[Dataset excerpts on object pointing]
>> start

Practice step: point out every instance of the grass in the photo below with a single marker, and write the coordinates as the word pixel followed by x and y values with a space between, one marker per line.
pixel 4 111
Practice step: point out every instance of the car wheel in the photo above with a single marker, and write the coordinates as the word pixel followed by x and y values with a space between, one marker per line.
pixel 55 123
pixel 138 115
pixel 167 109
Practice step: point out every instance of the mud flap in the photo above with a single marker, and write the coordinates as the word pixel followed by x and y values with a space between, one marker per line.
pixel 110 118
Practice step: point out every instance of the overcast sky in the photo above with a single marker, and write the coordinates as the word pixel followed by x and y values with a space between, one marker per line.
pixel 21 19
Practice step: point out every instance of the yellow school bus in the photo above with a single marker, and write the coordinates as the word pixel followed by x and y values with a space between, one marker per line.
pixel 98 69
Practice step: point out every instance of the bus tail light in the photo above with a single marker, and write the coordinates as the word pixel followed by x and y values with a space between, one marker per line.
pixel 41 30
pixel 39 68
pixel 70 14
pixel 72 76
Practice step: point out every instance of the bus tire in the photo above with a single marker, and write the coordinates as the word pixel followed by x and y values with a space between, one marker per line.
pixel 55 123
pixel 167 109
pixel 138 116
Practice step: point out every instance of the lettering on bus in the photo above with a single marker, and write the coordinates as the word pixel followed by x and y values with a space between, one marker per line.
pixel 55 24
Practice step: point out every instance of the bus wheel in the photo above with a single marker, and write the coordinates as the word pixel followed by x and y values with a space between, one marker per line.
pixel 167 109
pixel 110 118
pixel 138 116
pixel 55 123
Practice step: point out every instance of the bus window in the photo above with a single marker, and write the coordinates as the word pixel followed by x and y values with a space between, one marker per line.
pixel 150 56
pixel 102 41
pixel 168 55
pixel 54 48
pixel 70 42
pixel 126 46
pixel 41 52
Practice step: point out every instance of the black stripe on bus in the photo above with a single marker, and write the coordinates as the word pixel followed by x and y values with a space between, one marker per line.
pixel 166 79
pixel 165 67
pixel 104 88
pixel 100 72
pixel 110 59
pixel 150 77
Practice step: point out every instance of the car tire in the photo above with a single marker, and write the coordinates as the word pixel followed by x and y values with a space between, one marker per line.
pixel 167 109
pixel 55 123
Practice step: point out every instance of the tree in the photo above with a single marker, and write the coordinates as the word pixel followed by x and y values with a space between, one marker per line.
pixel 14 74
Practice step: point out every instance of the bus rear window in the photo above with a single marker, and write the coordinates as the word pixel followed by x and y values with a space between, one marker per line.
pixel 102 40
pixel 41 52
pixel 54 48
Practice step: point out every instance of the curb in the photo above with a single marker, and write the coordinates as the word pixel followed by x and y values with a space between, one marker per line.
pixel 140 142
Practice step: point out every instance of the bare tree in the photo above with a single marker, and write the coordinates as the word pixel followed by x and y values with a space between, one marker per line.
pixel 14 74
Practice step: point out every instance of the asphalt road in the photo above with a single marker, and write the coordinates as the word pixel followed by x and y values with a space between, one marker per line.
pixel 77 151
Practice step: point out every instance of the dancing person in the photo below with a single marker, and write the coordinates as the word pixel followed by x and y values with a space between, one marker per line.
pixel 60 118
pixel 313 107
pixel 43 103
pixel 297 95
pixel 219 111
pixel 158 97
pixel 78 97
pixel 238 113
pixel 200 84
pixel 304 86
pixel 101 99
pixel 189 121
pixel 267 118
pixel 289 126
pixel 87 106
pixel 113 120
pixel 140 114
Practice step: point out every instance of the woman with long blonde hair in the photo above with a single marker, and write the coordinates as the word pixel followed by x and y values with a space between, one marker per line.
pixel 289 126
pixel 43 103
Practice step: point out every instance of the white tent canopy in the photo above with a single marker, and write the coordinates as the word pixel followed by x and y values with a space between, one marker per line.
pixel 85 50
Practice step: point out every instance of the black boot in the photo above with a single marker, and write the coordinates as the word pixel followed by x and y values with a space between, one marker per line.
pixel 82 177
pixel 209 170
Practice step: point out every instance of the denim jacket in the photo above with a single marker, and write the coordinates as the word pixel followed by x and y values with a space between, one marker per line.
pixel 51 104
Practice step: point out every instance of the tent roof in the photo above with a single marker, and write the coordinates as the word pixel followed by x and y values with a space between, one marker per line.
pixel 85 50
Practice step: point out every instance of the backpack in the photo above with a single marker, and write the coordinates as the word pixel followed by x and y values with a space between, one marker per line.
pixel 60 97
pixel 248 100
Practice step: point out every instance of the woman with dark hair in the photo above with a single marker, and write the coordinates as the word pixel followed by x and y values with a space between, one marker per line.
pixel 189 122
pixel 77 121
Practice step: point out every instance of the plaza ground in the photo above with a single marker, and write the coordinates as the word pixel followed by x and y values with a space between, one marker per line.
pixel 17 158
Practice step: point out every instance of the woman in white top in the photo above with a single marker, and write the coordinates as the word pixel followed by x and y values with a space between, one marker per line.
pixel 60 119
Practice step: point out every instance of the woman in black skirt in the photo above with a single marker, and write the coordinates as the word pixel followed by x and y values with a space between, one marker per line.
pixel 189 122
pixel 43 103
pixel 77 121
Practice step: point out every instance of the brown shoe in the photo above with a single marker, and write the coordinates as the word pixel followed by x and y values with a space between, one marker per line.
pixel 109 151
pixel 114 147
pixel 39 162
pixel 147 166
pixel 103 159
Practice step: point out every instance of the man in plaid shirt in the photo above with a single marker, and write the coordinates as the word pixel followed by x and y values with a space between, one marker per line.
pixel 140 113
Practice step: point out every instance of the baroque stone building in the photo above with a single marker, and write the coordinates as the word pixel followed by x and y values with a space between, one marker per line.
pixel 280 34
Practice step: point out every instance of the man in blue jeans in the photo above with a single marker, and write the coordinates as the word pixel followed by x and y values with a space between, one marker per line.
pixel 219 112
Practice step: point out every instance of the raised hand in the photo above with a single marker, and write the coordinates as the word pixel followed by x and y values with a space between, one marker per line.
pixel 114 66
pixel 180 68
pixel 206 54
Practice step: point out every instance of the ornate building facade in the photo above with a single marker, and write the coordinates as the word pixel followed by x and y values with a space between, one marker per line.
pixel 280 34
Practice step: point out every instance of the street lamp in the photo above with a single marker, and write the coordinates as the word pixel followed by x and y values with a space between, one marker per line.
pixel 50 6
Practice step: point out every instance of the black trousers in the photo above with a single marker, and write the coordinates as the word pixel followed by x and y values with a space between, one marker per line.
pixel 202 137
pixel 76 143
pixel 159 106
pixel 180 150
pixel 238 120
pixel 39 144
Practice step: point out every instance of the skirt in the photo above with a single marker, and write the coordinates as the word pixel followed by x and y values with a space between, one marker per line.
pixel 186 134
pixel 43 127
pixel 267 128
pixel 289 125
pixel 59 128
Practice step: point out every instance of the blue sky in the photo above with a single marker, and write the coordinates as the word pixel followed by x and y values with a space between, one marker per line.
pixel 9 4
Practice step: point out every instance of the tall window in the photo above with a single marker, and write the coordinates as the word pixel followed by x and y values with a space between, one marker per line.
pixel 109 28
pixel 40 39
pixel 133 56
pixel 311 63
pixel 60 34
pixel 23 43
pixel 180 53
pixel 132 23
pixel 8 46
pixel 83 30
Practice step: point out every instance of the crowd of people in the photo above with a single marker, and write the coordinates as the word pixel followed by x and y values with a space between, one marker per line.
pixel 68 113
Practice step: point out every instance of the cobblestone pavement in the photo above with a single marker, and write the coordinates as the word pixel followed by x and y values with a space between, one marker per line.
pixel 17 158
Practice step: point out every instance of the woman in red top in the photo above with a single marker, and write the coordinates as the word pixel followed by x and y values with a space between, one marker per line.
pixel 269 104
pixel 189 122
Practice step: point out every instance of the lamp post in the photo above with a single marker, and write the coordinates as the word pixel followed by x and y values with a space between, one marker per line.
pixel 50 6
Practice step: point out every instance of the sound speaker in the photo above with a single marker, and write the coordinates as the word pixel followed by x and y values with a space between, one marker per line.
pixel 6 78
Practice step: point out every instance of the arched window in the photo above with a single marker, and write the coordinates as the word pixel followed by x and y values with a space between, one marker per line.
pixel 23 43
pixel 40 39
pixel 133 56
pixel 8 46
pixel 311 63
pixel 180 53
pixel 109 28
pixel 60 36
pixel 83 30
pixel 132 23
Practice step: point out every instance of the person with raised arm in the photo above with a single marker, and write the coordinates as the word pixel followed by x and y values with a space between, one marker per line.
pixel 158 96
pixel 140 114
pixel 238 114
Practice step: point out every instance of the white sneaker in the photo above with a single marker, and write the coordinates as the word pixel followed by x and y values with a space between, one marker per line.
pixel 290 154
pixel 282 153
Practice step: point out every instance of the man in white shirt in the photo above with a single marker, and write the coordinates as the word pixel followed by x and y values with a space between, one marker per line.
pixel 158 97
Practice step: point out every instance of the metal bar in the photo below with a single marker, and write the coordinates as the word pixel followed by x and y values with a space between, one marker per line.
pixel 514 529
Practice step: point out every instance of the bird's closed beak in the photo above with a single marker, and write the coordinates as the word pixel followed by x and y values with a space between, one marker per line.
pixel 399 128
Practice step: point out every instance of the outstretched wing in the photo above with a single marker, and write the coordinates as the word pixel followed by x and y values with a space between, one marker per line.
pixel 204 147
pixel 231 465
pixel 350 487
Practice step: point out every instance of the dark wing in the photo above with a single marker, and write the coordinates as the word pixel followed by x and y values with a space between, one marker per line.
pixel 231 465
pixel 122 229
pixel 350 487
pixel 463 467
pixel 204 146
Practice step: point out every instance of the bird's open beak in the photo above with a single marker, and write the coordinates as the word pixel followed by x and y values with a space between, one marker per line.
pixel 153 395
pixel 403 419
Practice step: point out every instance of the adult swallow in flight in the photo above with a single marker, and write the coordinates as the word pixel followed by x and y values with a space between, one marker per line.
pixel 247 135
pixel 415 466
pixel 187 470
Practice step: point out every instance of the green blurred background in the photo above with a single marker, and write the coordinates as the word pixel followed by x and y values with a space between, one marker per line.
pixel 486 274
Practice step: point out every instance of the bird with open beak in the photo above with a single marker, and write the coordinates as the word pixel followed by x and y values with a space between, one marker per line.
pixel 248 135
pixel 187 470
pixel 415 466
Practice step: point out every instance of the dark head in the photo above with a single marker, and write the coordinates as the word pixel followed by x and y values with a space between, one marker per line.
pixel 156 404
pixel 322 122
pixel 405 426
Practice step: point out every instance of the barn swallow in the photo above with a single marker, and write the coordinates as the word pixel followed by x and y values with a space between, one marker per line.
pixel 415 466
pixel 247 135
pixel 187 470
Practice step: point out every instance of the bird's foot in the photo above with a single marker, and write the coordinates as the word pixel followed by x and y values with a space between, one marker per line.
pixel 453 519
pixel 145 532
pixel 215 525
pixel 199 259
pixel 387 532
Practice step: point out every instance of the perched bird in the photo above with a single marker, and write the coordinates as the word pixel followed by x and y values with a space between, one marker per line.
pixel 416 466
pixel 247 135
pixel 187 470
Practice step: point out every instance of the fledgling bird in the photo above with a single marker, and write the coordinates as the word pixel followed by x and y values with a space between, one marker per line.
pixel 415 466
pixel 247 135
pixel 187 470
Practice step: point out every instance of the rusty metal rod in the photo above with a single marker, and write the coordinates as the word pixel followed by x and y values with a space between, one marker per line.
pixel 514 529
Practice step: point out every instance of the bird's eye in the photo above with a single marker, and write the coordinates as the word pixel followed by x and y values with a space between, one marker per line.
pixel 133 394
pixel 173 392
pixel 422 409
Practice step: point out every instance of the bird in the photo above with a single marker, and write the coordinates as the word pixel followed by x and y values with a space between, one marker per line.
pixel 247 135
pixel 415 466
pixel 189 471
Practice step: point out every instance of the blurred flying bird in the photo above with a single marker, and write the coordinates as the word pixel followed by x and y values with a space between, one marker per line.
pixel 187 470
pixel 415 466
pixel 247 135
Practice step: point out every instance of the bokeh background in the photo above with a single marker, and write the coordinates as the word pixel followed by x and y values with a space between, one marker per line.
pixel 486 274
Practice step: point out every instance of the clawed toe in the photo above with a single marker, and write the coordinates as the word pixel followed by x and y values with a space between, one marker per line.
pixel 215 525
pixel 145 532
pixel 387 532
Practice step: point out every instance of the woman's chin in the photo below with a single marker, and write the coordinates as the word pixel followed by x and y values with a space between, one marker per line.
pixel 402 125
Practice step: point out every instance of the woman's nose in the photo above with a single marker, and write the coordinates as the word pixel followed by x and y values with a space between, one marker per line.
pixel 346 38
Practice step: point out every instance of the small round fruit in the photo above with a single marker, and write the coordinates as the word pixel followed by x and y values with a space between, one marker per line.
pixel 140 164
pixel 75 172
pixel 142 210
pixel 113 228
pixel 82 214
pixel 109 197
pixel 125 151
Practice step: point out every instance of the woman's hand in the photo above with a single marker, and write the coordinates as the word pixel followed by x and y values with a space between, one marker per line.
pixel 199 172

>> end

▸ To do
Copy the records from their start through the line containing "pixel 98 69", swapping "mud flap" for "license plate" and keeping everything else unchanged.

▸ Exercise solution
Practice step: point out every instance of the grass in the photo below with a single marker, and write the coordinates as the word pixel followed by x and y values with a space between, one marker per line.
pixel 4 111
Practice step: point out every instance of the car wheel in the photo above with a single marker, and write the coordinates as the word pixel followed by x and y values with a space between, one marker per line.
pixel 55 123
pixel 138 115
pixel 167 109
Practice step: point out every instance of the license plate in the photo above with a single marker, and write the coordinates as the word pixel followed by x and y values with a space between, one marker per line.
pixel 110 118
Practice step: point out every instance of the overcast sky in the photo above with a single marker, and write the coordinates as the word pixel followed by x and y values with a space between, one marker per line.
pixel 21 19
Practice step: point out every instance of the yellow school bus in the photo above with a single marker, and write the coordinates as the word pixel followed by x and y values with a space between, one marker per line.
pixel 98 69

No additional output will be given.